Print the rows below again without any change, starting at the line that contains "Every instance of the eye" and continuing through the end of the rows, with both ends included.
* BEGIN Information shown *
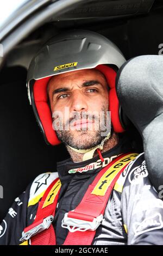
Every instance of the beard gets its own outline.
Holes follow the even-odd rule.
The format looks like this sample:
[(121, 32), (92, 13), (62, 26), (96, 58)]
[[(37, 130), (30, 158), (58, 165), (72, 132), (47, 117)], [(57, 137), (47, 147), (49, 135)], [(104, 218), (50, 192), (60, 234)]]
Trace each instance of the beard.
[[(109, 131), (110, 131), (111, 129), (111, 123), (110, 118), (109, 124), (107, 125), (107, 119), (106, 119), (106, 113), (108, 112), (106, 109), (106, 107), (103, 106), (102, 108), (101, 111), (103, 111), (104, 115), (104, 124), (106, 127), (105, 131), (108, 131), (108, 126), (109, 128)], [(82, 113), (80, 113), (80, 119), (82, 119)], [(99, 117), (92, 116), (92, 119), (96, 122), (99, 123), (100, 119)], [(73, 119), (70, 119), (68, 121), (69, 124), (72, 122)], [(97, 123), (96, 123), (96, 124)], [(111, 127), (111, 130), (112, 127)], [(90, 130), (87, 127), (84, 130), (77, 130), (74, 131), (69, 129), (67, 130), (55, 130), (55, 132), (57, 133), (57, 137), (60, 141), (62, 142), (66, 145), (68, 145), (69, 146), (76, 148), (77, 149), (87, 149), (93, 148), (97, 145), (99, 144), (102, 140), (104, 138), (105, 136), (108, 135), (109, 132), (105, 134), (105, 136), (103, 135), (104, 132), (103, 127), (102, 127), (99, 125), (98, 130)]]

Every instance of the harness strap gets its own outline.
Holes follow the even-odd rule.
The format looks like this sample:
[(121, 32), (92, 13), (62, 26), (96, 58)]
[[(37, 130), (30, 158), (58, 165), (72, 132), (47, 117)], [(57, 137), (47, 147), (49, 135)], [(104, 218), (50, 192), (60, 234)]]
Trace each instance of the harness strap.
[[(134, 153), (121, 155), (99, 172), (78, 206), (65, 214), (62, 227), (68, 228), (69, 232), (64, 245), (91, 245), (96, 230), (103, 219), (107, 202), (116, 181), (129, 162), (137, 155)], [(56, 245), (55, 232), (51, 223), (60, 187), (58, 178), (48, 187), (39, 203), (35, 221), (24, 229), (21, 241), (31, 237), (32, 245)]]

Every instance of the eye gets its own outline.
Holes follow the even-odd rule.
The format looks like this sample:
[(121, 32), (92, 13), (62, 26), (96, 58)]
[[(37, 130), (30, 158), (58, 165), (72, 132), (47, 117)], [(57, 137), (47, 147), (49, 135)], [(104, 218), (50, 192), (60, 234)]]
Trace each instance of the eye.
[(69, 96), (70, 95), (68, 94), (68, 93), (65, 93), (64, 94), (62, 94), (61, 95), (59, 96), (58, 99), (65, 99)]
[(91, 89), (89, 89), (88, 90), (87, 90), (87, 92), (90, 92), (90, 93), (95, 93), (95, 92), (97, 92), (97, 90), (96, 90), (96, 89), (91, 88)]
* END Information shown *
### [Answer to this exercise]
Every instance of the eye gets its own outline.
Holes follow the even-odd rule.
The format looks like this sample:
[(121, 32), (92, 13), (62, 26), (96, 58)]
[[(37, 130), (30, 158), (58, 165), (72, 132), (47, 117)], [(57, 137), (47, 147), (49, 135)], [(104, 218), (50, 192), (60, 234)]]
Trace each instance of the eye.
[(69, 96), (70, 95), (68, 94), (68, 93), (65, 93), (64, 94), (62, 94), (61, 95), (59, 96), (58, 99), (65, 99)]
[(91, 89), (89, 89), (88, 90), (87, 90), (87, 92), (90, 92), (90, 93), (95, 93), (95, 92), (97, 92), (97, 90), (96, 90), (96, 89), (91, 88)]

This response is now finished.